▶ [Problems]:
#1 In the AirPort connection thread, which security mode does the reply say the original AirPort cards lacked support for out of the box?
#2 Write the next part of the AirPort connection thread, picking up after its final sentence.

▶ [Excerpted passage]:

====

# airport problem



## derek gores (Dec 10, 2007)

Hi. I have an old 17" imac, ether-connected to an airport extreme base station, and my macbook connects to the base/internet wirelessly no problem. 
I just got a used ibook g3 14" for my kids to use for homework, and got the original airport card installed too. My problem- the g3 airport can't see my wireless network. From what i can tell, the airport card is installed correctly (I looked manually, and also under system profile all 4 of the lines about the airport card are complete). I've tried manually looking for my network by name and entering the password but it says either 'password is invalid' if I try thru the network setup assistant, or it says 'does not support the requested encryption method" if i go thru the airport icon on the menu bar.

I should note I've tried confirming my network password back at the imac/base station. I also find it confusing that in the base station utility on my imac, it lists the WPA/WPA2 pswd on one line, but on the g3 ibook as I try to access the network, I have to choose one or the other, but not both.

I'm only about 20 feet from the base station, and sitting next to the macbook.

I also tried: manually copying the base station IP address and subnet mask from my imac and typing it into the manual fields of the ibook to reach the network. nothing. Also tried trashing network prefs and resetting PRAM as recommended on some sites. I also checked that the antenna is connected to the airport card. 
I run OS 10.4 tiger.  Not too tech savvy- feel free to spell it out!

Help!! Thanks.


----------



## Gnomo (Dec 11, 2007)

Here are a few things to try:

The original airport cards (802.11b) did not support WPA out of the box.  This was added via firmware update, so check to see if your card has the latest firmware version.

Check that your airport extreme is configured for a mixed network.  If you have it configured for 802.11g clients only, your iBook won't be able to connect.

It has been a while since I set up my wireless, but I vaguely remember that I had problems getting my G3 iBook to connect. If I'm remembering correctly the issue was I had configured the network for WPA2 only and the original airport card can only do WPA, so I had to switch to a WPA/WPA2 setting.

====

▶ [Data]:
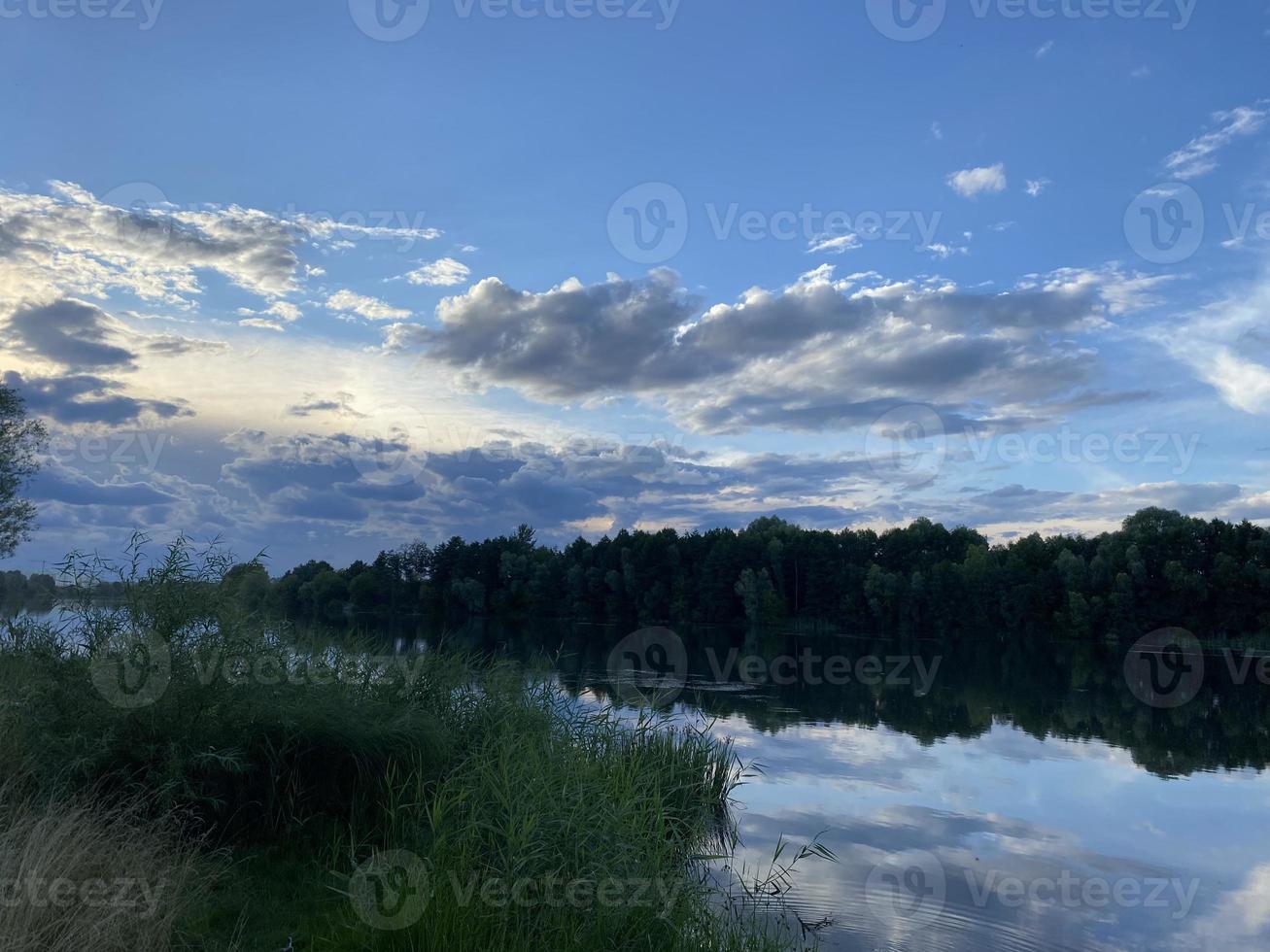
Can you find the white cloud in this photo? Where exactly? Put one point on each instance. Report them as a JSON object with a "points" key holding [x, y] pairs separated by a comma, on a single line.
{"points": [[971, 183], [1227, 348], [836, 245], [1199, 156], [372, 309], [445, 272]]}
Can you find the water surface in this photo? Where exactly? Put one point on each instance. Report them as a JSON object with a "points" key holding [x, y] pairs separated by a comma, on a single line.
{"points": [[1025, 799]]}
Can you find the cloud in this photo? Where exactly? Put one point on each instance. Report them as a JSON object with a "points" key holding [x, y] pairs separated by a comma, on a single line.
{"points": [[70, 333], [372, 309], [837, 244], [74, 244], [1224, 346], [339, 404], [86, 398], [1199, 156], [276, 317], [445, 272], [58, 484], [819, 353], [971, 183], [177, 346]]}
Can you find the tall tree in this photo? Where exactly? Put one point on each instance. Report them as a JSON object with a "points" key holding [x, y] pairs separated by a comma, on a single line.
{"points": [[20, 443]]}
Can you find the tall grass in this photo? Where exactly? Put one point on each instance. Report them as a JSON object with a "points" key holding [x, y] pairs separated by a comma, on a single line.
{"points": [[389, 807], [75, 876]]}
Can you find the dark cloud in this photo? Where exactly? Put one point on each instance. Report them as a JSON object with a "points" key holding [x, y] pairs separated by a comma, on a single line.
{"points": [[337, 404], [819, 355], [86, 398], [176, 346], [60, 484], [70, 333]]}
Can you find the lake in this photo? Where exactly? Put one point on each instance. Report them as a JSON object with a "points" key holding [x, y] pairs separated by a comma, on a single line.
{"points": [[978, 796]]}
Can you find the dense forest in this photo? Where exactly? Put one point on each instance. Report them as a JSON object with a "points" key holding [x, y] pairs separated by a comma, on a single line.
{"points": [[1159, 569]]}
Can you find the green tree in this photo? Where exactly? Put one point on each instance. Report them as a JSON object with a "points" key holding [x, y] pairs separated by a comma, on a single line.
{"points": [[20, 442]]}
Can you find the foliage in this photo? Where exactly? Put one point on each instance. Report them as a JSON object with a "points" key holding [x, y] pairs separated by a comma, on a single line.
{"points": [[1159, 569], [289, 783], [20, 442]]}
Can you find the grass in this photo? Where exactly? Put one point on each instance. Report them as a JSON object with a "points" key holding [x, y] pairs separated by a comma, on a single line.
{"points": [[319, 798]]}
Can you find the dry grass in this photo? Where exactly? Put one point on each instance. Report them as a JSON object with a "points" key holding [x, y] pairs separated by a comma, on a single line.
{"points": [[77, 877]]}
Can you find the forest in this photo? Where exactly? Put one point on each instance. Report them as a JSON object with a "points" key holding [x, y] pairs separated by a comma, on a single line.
{"points": [[1159, 569]]}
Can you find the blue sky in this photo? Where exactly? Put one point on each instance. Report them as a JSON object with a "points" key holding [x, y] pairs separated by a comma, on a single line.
{"points": [[327, 277]]}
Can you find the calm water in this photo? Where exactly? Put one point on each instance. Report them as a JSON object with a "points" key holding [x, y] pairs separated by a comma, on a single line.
{"points": [[979, 798], [1018, 799]]}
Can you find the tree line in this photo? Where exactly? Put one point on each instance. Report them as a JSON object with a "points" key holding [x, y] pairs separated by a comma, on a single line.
{"points": [[1159, 569]]}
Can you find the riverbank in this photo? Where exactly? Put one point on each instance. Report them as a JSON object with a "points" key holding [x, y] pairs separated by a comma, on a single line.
{"points": [[183, 779]]}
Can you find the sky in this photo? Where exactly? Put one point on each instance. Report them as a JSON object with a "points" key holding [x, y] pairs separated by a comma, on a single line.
{"points": [[323, 278]]}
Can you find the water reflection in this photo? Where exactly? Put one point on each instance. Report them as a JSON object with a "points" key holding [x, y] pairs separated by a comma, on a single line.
{"points": [[1026, 801]]}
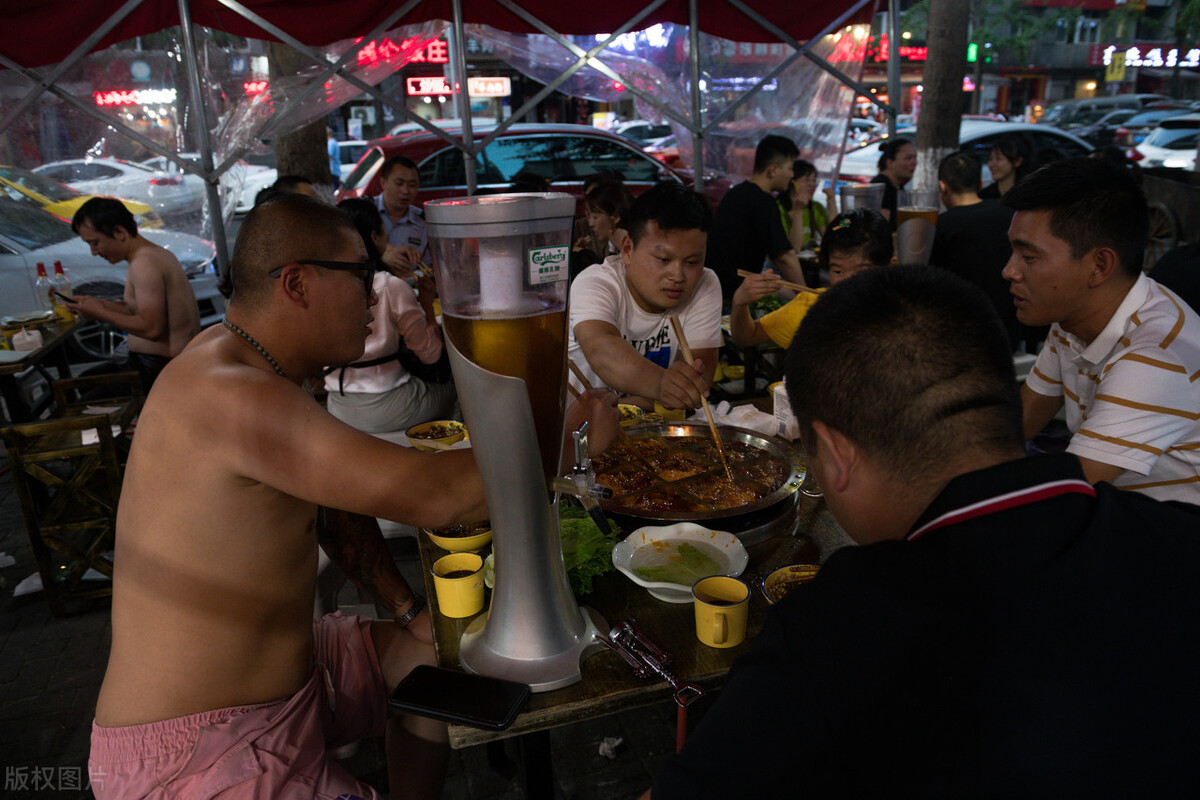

====

▶ [Outputs for the tasks]:
#1 WPA

#2
Now before anyone rolls their eyes at me: Yes, I know WPA2 is backwards compatible with WPA. And I'd agree this this doesn't seem make much sense, but since I don't have immediate access to my AEBS to verify, I thought I'd suggest it as it is worth a check.


----------



## derek gores (Dec 11, 2007)

thanks. how do i tell if my card needs a firmware update, and how do i update it?
I tried setting the AEBS to WEP since it says it is for older wireless, but that didn't do the trick but I left it on WEP. Then I switched the 'radio mode' to b/g. it had been on g. That made a difference- suddenly the ibook could recognize my wireless network and connect to it. However, much to my surprise, when I go to Safari, still no internet connection.

Any ideas?
Thanks so much.


----------



## Gnomo (Dec 11, 2007)

Did you revert your network setting back to DHCP?  If it is DHCP are you getting a valid IP address (e.g. not like 169.x.x.x)?

BTW:  The latest version of the Airport Firmware is 9.52 you can see this by click on 'Airport Card' in System Profiler (located in /Applications/Utilities).  If you need to update, run System Update from System Preferences and it should download the latest version of the Airport software.


----------



## jtarrant (Nov 11, 2008)

I could not login to my Airport Extreme network after I changed from an Airport Express with the setting to WPA/WPA2 with my wife's iBook G3 600 Mhz.  I did have the correct firmware version 9.5.2 so I went into my Software Update, reset the ignored updates and saw that there was an Airport 4.2 update that actually referred to fixing a problem with WPA access.  I installed the update, restarted, and it defaulted to WPA Personal. I logged in without a problem and all is good.  Thanks for the idea to apply the update.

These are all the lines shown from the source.